- [EXERCISE GOAL]: All lines from the one with "Q: For each instance of the parked" through the last are to be given again exactly as they stand in the data below, and only those.

*** Opening of MATERIAL SHOWN ***

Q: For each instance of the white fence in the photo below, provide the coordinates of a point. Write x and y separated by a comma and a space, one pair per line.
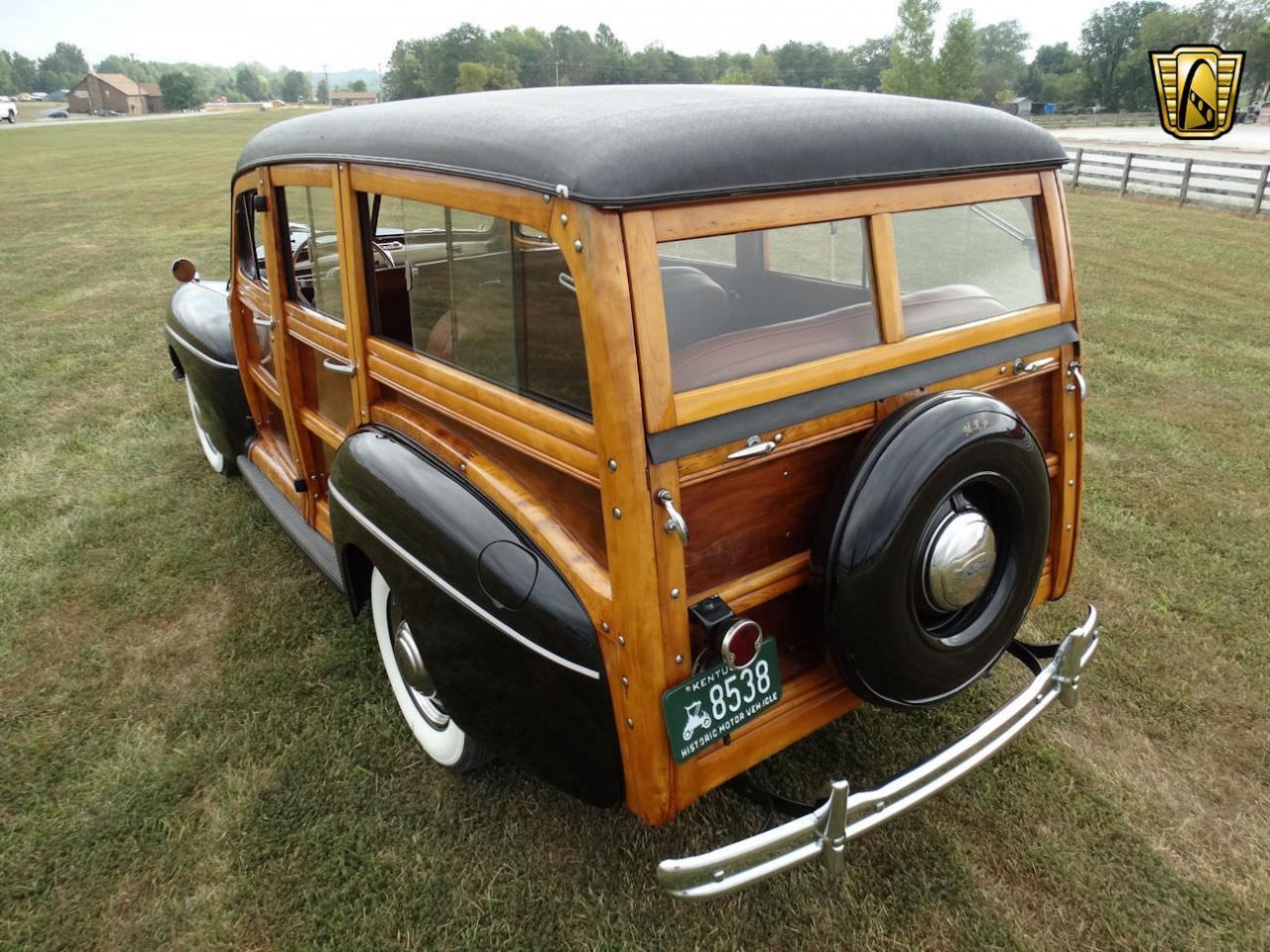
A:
1230, 185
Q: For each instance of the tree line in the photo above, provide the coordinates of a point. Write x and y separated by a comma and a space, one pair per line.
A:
982, 63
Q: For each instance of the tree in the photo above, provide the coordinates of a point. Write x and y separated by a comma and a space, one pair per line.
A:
912, 66
295, 86
1001, 59
62, 68
1106, 40
252, 84
181, 91
959, 60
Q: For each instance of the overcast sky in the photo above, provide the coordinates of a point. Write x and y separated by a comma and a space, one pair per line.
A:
344, 35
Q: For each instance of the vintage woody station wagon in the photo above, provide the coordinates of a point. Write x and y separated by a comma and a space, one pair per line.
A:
659, 426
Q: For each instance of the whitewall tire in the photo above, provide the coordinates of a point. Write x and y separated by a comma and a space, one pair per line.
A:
436, 731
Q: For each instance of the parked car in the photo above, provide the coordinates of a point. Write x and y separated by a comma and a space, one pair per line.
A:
658, 426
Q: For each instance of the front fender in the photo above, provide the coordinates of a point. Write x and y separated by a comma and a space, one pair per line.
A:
202, 349
509, 647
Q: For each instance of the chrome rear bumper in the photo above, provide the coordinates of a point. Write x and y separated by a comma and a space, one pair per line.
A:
824, 833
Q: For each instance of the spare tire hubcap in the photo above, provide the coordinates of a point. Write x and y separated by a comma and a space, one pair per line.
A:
959, 560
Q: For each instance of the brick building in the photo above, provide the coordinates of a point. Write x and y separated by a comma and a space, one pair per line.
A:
113, 91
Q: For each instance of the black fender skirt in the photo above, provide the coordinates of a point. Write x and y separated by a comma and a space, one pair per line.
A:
509, 647
202, 348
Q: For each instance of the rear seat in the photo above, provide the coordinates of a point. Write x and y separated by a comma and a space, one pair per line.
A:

*** Close of MATERIAL SHOWN ***

- [TASK OUTPUT]:
Q: For each instance of the parked car in the photo above, provide the coordinates of a point. Write x and y separated by a comma and a space, one pair per line.
A:
658, 426
Q: For each instance of the front fender in the photo above, provide the coordinates of a point. Write x and y separated by a comma and a space, one pair per line.
A:
202, 349
509, 647
Q: For each instance of the chrome rear bumper in the photo above, provide the coordinates of a point. Write x and y separated by a comma and a space, one pair per line.
A:
824, 833
Q: For each instance of the spare tire hubcap in the photo above, provide the coordinates of a point. Write x and y separated by a comma and a space, one pair per line.
A:
959, 560
Q: For each instance of the brick building in the photo above, provide the coordinates of a point. Write x and y separated by a comma and a space, one pair per line.
A:
113, 91
Q: For each instance of the black fender skirt in the photo above, provide the coordinates of a point. Write x and y separated by a comma and a space, one pair per line.
A:
509, 647
202, 348
Q: For each instance of the rear seat in the photo above, provide the coordinates of a point. Write x and y separated by a comma and a space, one pair per line.
A:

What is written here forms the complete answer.